_EXERCISE PASSAGE:_
------------------------

Addison Disease
Basics
Description
- Primary adrenal gland insufficiency, which results from partial or complete (>90%) destruction of the adrenal cells with inadequate secretion of glucocorticoids and mineralocorticoids
- 80% of cases are caused by an autoimmune process, followed by tuberculosis (TB), AIDS, systemic fungal infections, and adrenoleukodystrophy.
- Addison disease (primary adrenocortical insufficiency) can be differentiated from secondary (pituitary failure) and tertiary (hypothalamic failure) causes because mineralocorticoids are intact in secondary and tertiary.
- Addisonian (adrenal) crisis: acute complication of adrenal insufficiency (circulatory collapse, dehydration, hypotension, nausea, vomiting, hypoglycemia); usually precipitated by an acute physiologic stressor(s) such as surgery, illness, exacerbation of comorbid process, and/or acute withdrawal of long-term corticosteroid therapy (defined as >3 months use of steroid)
- System(s) affected: endocrine/metabolic
- Synonym(s): adrenocortical insufficiency; corticoadrenal insufficiency; primary adrenocortical insufficiency
Epidemiology
- Predominant age: all ages; typical age of presentation is 30 to 50 years.

------------------------

_RECORDS:_
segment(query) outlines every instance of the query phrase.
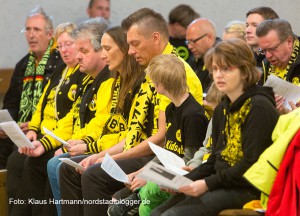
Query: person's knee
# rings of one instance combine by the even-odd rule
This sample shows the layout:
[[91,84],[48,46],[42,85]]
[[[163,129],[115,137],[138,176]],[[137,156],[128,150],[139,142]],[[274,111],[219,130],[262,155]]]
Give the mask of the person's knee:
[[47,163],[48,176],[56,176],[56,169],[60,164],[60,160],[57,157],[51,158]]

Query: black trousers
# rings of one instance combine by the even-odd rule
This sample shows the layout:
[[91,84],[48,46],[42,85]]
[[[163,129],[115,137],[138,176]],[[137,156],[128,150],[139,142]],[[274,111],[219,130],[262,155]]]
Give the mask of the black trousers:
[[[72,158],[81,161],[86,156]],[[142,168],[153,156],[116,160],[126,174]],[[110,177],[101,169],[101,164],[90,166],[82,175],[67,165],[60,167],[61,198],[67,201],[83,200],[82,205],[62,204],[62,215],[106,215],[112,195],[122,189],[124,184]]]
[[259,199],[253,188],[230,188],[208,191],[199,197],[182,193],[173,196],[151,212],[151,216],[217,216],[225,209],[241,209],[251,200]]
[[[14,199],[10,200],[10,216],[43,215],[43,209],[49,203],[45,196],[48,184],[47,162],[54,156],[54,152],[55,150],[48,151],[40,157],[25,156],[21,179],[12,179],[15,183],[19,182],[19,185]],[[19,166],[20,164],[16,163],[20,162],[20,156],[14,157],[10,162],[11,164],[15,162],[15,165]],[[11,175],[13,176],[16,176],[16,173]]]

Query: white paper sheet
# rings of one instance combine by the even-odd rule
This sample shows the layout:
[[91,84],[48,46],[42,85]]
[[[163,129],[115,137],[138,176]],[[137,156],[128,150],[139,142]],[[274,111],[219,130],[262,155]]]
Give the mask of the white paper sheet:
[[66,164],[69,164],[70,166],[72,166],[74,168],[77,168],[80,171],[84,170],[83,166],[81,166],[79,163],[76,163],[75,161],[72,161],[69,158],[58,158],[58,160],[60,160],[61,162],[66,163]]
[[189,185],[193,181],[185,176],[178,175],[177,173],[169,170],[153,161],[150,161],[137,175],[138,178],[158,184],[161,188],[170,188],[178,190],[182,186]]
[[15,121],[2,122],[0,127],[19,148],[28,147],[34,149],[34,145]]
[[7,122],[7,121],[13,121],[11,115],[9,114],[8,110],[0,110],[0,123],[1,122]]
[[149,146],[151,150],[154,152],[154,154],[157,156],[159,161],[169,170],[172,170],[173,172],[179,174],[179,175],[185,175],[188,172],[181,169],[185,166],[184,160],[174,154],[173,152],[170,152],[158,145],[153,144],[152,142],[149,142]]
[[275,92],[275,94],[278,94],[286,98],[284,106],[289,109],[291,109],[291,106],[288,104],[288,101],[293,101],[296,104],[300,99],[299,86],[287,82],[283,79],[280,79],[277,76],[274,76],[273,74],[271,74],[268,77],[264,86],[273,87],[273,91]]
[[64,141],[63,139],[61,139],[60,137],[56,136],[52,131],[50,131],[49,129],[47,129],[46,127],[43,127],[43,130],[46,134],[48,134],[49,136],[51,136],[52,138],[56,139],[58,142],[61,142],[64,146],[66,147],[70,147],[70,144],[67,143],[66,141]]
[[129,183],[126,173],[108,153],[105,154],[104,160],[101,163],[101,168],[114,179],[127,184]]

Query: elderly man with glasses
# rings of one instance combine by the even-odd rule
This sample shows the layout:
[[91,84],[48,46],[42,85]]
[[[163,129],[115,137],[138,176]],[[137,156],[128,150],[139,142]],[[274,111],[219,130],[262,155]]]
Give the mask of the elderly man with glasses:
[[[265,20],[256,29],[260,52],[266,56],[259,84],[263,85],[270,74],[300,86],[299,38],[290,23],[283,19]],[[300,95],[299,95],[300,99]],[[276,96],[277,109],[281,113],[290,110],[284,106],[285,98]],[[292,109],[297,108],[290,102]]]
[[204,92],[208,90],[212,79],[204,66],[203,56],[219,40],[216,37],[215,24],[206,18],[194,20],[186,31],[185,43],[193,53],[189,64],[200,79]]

------------------------

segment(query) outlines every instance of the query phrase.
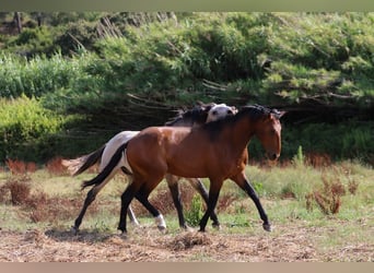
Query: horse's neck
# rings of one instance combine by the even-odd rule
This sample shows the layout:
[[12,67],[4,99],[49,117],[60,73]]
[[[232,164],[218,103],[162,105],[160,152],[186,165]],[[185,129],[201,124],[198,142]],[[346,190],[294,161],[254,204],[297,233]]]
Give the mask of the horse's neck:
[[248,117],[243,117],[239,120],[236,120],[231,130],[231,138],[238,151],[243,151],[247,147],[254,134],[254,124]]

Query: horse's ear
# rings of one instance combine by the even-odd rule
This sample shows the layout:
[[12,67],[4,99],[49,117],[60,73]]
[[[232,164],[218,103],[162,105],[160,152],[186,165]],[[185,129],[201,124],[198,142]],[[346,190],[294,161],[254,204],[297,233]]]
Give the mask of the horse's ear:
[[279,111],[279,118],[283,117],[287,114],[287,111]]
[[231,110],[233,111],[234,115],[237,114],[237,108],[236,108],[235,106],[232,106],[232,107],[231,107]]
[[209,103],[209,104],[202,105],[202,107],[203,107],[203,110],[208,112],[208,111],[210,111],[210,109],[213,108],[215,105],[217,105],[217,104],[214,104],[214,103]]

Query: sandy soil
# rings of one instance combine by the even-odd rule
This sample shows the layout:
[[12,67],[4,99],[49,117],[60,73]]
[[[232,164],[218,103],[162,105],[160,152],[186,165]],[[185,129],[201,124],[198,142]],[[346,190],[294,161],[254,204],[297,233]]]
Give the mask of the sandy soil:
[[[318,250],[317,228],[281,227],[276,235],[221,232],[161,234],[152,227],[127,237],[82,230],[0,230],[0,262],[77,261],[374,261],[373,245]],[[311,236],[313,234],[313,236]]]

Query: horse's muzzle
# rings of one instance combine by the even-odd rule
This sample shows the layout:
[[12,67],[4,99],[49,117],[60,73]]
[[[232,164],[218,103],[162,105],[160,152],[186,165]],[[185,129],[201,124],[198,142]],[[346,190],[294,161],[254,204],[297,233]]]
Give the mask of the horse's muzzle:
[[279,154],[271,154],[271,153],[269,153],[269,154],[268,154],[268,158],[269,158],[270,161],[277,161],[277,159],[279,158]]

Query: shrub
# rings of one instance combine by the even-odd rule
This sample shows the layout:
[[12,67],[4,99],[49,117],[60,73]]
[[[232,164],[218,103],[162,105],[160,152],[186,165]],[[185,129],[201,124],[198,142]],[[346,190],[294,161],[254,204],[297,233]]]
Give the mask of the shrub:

------------------------

_TASKS FOR THIS EXERCISE:_
a) Decide whether each statement below agrees with the Addison disease passage, answering yes or no and quoting the words from the passage that settle it: (i) An autoimmune process causes most cases of Addison disease. (ii) Mineralocorticoids are impaired in secondary and tertiary adrenal insufficiency. (iii) The passage defines long-term corticosteroid therapy as more than three months of steroid use.
b) Continue the passage on Addison disease from the point where it stops.

_ANSWERS PER TASK:_
a)
(i) Yes: "80% of cases are caused by an autoimmune process"
(ii) No: "mineralocorticoids are intact in secondary and tertiary"
(iii) Yes: "(defined as >3 months use of steroid)"

b)
- Predominant sex: females and children > males (slight)
- No racial predilection
Incidence
0.6/100,000
Prevalence
40 to 60 cases in 1 million population
Etiology and Pathophysiology
- Autoimmune adrenal insufficiency (~80% in United States)
- Infectious causes: TB (most common cause worldwide), HIV (most common infectious cause in United States, often with concomitant infections such as cytomegalovirus), Waterhouse-Friderichsen syndrome (most commonly meningococcus), fungal disease
- Bilateral adrenal hemorrhage and infarction (for patients on anticoagulants)
- Antiphospholipid antibody syndrome
- Lymphoma, Kaposi sarcoma, metastasis (lung, breast, kidney, colon, melanoma); tumor must destroy 90% of gland to produce hypofunction.
- Drugs (e.g., ketoconazole, fluconazole, etomidate, methadone, mitotane, megestrol, medroxyprogesterone acetate, chronic opiate use, metyrapone, aminoglutethimide)
- Surgical adrenalectomy, radiation therapy
- Sarcoidosis, hemochromatosis, amyloidosis
- Congenital enzyme defects (deficiency of 21-hydroxylase enzyme is most common), neonatal adrenal hypoplasia, congenital adrenal hyperplasia, familial glucocorticoid insufficiency, autoimmune polyglandular autoimmune syndromes 1 and 2, adrenoleukodystrophy
- Idiopathic
- Abnormalities of β-oxidation of very long–chain fatty acids, most common cause of adrenal insufficiency in male child <7 years of age
- Destruction of the adrenal cortex resulting in deficiencies in cortisol, aldosterone, and androgens
Genetics
- Autoimmune polyglandular syndrome (APS) type 2 genetics are complex and are associated with adrenal insufficiency.
- APS type 1 is caused by mutations of the autoimmune regulator gene. Nearly all have the following triad: adrenal insufficiency, hypoparathyroidism, and mucocutaneous candidiasis before adulthood.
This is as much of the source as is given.